>>>
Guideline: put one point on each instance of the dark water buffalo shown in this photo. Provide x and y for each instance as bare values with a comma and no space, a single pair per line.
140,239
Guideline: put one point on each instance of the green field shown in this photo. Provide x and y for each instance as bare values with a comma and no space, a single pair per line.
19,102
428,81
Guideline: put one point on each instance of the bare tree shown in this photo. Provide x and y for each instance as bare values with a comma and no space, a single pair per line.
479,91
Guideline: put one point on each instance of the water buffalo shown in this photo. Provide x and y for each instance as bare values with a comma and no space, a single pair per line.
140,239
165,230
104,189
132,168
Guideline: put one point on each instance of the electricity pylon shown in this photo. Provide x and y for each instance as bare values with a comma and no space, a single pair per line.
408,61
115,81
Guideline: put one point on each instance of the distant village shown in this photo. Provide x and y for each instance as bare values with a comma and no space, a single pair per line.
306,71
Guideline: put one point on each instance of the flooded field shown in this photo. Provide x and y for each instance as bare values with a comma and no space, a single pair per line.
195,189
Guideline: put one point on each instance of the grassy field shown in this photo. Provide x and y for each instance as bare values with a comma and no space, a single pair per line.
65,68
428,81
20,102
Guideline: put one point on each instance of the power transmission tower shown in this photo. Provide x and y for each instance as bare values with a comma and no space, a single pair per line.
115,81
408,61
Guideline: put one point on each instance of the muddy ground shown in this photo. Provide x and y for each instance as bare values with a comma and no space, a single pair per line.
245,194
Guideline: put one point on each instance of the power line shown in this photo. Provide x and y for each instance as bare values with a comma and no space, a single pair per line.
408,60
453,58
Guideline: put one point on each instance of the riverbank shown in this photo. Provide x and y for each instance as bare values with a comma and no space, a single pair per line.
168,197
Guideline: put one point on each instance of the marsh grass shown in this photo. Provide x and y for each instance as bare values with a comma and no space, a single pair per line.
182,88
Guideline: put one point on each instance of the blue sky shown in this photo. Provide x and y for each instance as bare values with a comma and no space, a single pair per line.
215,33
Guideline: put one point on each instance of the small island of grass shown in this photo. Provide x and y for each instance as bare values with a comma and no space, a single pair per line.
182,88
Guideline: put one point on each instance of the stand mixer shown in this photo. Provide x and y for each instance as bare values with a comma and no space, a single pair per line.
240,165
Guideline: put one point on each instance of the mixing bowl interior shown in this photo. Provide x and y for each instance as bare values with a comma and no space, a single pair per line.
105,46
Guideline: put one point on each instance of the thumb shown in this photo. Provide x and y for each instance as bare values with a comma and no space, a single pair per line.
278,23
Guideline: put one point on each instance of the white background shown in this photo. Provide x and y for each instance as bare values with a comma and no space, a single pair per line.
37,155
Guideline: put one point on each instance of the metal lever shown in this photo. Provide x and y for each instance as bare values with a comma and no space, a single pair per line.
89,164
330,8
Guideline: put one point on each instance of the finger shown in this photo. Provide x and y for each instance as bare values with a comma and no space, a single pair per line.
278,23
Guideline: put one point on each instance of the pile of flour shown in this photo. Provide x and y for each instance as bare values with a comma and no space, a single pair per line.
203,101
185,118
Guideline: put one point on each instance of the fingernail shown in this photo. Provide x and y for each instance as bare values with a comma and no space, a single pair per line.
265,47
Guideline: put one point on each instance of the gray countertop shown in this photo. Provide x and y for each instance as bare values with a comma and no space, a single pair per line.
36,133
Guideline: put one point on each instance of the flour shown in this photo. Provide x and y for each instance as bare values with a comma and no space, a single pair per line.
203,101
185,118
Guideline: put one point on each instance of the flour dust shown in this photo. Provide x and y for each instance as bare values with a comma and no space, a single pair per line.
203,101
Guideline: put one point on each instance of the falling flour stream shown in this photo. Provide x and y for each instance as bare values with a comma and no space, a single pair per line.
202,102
<<<
• **About this task**: Print out every record again, exactly and in full.

• **Problem solution**:
Guideline: put one point on each instance of the dark water buffalo shown in this photo. Provide x and y for each instance as bare values with a comma and no space, a single pair per line.
140,239
Guideline: put one point on each instance of the green field shown in this photo. Provide x and y for each instance as bare values with a comma and no space, a single pair per line.
19,102
428,81
Guideline: put one point on each instance of the bare tree shown in this photo. Provide x and y for each instance as bare values with a comma and no space, a single pair per line.
479,91
Guideline: put one point on each instance of the water buffalo shown in this photo. Provide x and y for each instance as bare values with a comma and no space, a single pair per line.
140,239
165,230
104,189
132,168
Guideline: put one point on each instance of the electricity pylon shown in this photo. Provide x and y for each instance as bare values with a comma and no space, a single pair per line.
408,61
115,81
Guideline: put one point on each instance of the distant village shown in this photo. Provide x and y for each instance as bare values with a comma and no space, a single pair per line.
306,71
Guideline: put one point on each instance of the flooded field shown in this photo. Provide x and y for each instance as bare values with a comma and no space, a single pair per line.
195,189
Guideline: put one point on each instance of the grassy field shown in this photo. Provide x and y for each instance as bare values with a comma and no space, a single pair per line.
65,68
428,81
20,102
Guideline: put one point on each instance of the power transmission tower shown in this photo. Provide x and y for each instance as bare values with a comma and no space, a single pair per line.
115,81
408,61
Guideline: put one point on each instance of the muddy ground shown in this photo. Provide x and y for each instance as bare values with a comma and no space, a single pair per line.
245,194
Guideline: put one point on each instance of the power line shown in this photo. Provide x and y for each instance as bare values with a comma and no space, a single pair per line.
408,60
453,58
Guideline: put one point on each instance of the riverbank shown in this photo. Provide x and y for each instance as bare values with a comma and no space, a single pair per line.
168,197
Guideline: put one point on each instance of the marsh grass shown in this photo. Provide x and y for each instance as bare values with a comma and no space, a single pair per line.
182,88
Guideline: put one point on each instance of the blue sky shown in this photo. Provide x and y for each instance as bare values with a comma and no space, a single pair per line.
215,33
Guideline: put one point on each instance of the small island of grass shown in this photo. Provide x and y for each instance as bare values with a comma and no space, a single pair per line.
182,88
Guideline: put one point on each instance of the stand mixer shown in this photo. Provide x and y for each instance as bare values with a comma and no space, a single pair per line.
240,165
Guideline: put one point on each instance of the mixing bowl interior shown in this photo. Provide x and y for each instance as bare values with a comma and no space, a single pair per line.
105,46
Guideline: put one point on each instance of the thumb shown in this photo. Provide x and y for each instance as bare values with a comma and no space, a single pair per line.
278,23
Guideline: put one point on each instance of the white background shown in this photo. Provide x and y for each instance as bare values with a comma and no space, a single pair per line.
37,155
Guideline: put one point on each instance of the metal lever shown in this photo. Provide x and y for each instance as bare values with a comma and no space, a single pair per line.
89,164
330,8
Guideline: put one point on each instance of the finger shown in this photo. Provide x and y for each instance as bare values with a comma and no space, a single pair per line.
278,23
Guideline: put one point on each instance of the pile of flour shown in this photo. Provide x and y for each instance as bare values with a comma and no space, a single pair per line.
203,101
185,118
Guideline: put one point on each instance of the fingernail shown in this photo. Provide x and y for each instance as bare values with a comma and no space, a single pair per line.
265,47
Guideline: put one point on each instance of the gray countertop shown in this photo. Provide x and y for each instance as bare values with a comma and no space, a single pair per line.
36,133
Guideline: put one point on each instance of the flour shown in this photo. Provide x and y for each instance as bare values with a comma and no space, a single pair per line.
203,101
185,118
Guideline: put one point on each instance of the flour dust shown in this photo. Provide x and y for each instance as bare values with a comma and no space, a single pair per line.
203,101
Guideline: put one point on each instance of the falling flour stream shown in this photo. Provide x and y for each instance as bare values with a comma and no space, a single pair per line.
202,102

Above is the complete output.